TEXT SHOWN:
# How to trade breakouts using VSA (Volume Spread Analysis)



## pavilion103 (15 November 2011)

I was originally going to post this in another thread but believe it warrants a thread of its own.

I want to discuss the question: What is the best way to trade breakouts using VSA

I wanted to discuss buying on up bars vs buying on down bars. Having studied a lot of VSA including books, webinars etc... It appears that it is definitely best to buy on down bars e.g. no supply. 
This allows for high R:R trades in low risk areas. 

Before I was only looking at trading breakouts and can see why I was getting chopped up all over the place and unable to produce high R:R trades. I was entering on big up bars. 

This leads me to the question. How is it best to trade breakouts. 

Options
1. Wait for pullback
2. Don't wait for pullback

What is the best way to trade (number 2.) without entering on a wide spread up bar as price breaks through?


----------



## tech/a (15 November 2011)

Ill be covering some of this in the Technical Analysis thread (what I think is important.)

So will leave it to others on this thread (dont want to duplicate havent the time)


----------



## Timmy (15 November 2011)

pavilion103 said:


> I want to discuss the question: What is the best way to trade breakouts using VSA
> ...
> 
> This leads me to the question. How is it best to trade breakouts.




Going to seem like a smart-ass response, but another thing to consider is getting a good trade location ahead of a breakout. Getting on before a breakout.

RECORDS FOR THIS TASK:

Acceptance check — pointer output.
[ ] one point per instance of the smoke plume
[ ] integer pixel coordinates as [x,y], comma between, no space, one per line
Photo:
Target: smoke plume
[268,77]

...

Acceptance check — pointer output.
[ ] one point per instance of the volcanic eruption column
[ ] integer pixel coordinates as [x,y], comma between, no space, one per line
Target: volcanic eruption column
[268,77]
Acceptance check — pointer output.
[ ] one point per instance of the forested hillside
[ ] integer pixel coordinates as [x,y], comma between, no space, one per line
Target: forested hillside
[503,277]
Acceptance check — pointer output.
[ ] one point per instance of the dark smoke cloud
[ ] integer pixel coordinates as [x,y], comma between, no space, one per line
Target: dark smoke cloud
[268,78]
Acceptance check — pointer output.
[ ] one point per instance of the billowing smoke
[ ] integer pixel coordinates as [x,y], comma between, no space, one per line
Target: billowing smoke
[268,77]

COMPLETE THE FOLLOWING:
1 - Count the lines of the entries that contain the string "smoke" and give only that number.
2 - Pick up the thread on trading breakouts with VSA after its last sentence and keep writing.

REPLIES:
1 - 6

2 -
Some obvious advantages:
better trade location 
not chasing the price or competing with the queue awaiting the pullback
if the breakout 'fails' the position can often be sold at a profit/even/smaller loss than otherwise.

How to get on ahead of a break?

Getting on ahead of a break (an up or down break) is probably something tech will cover in his TA thread when it turns to VSA/Wyckoff, but there are some pointers in the various existing VSA and Wyckoff threads.
Probably need a decent Market Profile thread too, some good techniques that can be used and/or adapted in that approach too. 
Also some of the old threads from TremblingHand that discuss his scalping techniques have heaps and heaps and heaps of usable and/or adaptable ideas.

Hope this isn't off the topic you wanted to discuss.


----------



## Gringotts Bank (15 November 2011)

pavilion103 said:


> I was originally going to post this in another thread but believe it warrants a thread of its own.
> 
> I want to discuss the question: What is the best way to trade breakouts using VSA
> 
> ...



 2. You can't!  The only option you have is to notice very high volumes early in the day, and get in before too much % gain has been added to the SP.
1.  On pullback - wait for high ranging day, C>O and stochastic cross, then hope for the best!  My testing suggest pullbacks are much harder to trade than they look.  How bout you?


----------



## pavilion103 (15 November 2011)

I did expect to get a response about getting on a trade before it breaks out. 

This is something I am trying to look at doing. I agree with the points that it isn't great to try to chase a breakout once it has occurred.

It's amazing how simple it looks in hindsight. 

For EOD trading the other alternative is placing a buy-stop. This poses the dilemma:
1. It is good because it allows me to get in before the market gets too far away from me and allows me so place a good stop with high R:R potential.
2. It is a good way to get chopped up in the market. It could easily be an upthrust that is forming and taking out my initial stop in the same day. I prefer to see the completion of a bar before making judgement.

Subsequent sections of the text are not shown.